> [TASK TO COMPLETE]
Find every line in the material below that contains the string "street" and copy each of those lines in full. The match is case-sensitive.
────────────────────
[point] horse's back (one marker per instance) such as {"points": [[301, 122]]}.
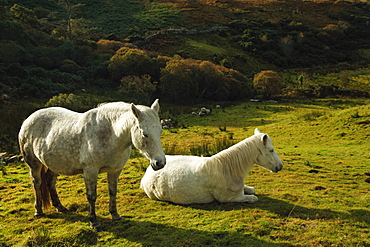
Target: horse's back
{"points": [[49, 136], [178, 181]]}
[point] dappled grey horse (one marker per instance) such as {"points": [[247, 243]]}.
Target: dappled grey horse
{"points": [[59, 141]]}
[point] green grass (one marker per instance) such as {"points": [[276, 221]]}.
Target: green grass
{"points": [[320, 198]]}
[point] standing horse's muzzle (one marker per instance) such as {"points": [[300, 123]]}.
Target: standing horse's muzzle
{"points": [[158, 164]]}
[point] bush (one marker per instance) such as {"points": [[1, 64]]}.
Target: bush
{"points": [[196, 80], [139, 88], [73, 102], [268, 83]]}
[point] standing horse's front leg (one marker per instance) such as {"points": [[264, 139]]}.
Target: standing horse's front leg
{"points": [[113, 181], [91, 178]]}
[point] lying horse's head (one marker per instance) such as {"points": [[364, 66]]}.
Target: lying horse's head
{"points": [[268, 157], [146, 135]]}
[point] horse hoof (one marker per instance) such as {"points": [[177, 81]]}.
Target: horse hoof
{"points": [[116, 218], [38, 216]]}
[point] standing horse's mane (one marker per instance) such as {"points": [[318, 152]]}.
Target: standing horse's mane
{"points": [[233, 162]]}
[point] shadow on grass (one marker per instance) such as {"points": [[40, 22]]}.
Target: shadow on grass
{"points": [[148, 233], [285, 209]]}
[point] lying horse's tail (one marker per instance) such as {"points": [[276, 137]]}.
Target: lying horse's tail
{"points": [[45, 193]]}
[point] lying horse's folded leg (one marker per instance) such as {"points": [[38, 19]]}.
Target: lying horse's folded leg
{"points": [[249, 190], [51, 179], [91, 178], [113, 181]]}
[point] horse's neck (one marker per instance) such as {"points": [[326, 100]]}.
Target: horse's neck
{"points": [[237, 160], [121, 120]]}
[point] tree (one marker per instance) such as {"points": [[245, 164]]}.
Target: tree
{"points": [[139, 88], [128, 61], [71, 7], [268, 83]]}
────────────────────
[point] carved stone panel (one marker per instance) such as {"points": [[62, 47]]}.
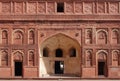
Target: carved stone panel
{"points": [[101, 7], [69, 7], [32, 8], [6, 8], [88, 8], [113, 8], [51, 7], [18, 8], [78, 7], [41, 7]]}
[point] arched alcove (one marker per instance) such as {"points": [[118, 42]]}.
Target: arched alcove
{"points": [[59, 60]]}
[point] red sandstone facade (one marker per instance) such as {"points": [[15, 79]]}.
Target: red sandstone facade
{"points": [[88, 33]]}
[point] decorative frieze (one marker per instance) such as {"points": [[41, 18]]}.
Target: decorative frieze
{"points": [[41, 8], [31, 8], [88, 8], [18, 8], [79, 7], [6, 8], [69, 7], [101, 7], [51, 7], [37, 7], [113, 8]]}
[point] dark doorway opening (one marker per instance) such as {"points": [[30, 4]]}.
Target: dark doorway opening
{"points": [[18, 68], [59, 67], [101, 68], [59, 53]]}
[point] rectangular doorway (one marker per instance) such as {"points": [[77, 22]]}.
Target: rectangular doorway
────────────────────
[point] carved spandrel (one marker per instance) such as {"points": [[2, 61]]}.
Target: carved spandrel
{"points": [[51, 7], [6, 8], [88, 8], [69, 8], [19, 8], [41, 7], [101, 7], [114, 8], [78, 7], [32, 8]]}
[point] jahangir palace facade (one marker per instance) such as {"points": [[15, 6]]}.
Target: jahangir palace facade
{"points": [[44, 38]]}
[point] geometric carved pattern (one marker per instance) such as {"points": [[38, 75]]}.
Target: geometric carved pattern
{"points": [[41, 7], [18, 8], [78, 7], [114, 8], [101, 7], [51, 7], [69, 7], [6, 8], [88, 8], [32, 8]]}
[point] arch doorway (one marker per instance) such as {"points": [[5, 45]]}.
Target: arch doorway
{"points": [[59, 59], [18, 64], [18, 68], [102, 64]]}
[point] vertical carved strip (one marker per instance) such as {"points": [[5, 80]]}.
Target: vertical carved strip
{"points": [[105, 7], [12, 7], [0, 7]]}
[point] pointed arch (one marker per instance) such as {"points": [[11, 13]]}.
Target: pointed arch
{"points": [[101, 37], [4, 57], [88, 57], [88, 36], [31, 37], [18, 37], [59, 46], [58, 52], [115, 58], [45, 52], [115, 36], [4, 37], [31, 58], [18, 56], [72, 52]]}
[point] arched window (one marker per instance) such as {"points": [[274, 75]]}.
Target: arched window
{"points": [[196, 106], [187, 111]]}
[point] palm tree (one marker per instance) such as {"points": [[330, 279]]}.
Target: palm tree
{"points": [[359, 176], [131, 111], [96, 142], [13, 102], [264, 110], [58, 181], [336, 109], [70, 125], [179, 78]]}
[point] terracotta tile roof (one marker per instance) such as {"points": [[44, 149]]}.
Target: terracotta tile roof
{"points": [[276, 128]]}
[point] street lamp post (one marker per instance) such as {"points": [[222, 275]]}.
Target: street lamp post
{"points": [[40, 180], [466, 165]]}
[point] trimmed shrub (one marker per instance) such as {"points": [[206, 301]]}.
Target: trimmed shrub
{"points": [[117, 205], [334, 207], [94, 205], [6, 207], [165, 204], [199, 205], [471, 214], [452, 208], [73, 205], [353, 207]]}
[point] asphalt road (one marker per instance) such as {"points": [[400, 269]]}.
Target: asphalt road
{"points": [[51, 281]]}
────────────────────
> [PROBLEM SOLUTION]
[point] street lamp post (one marker per instance) such as {"points": [[222, 275]]}.
Target: street lamp post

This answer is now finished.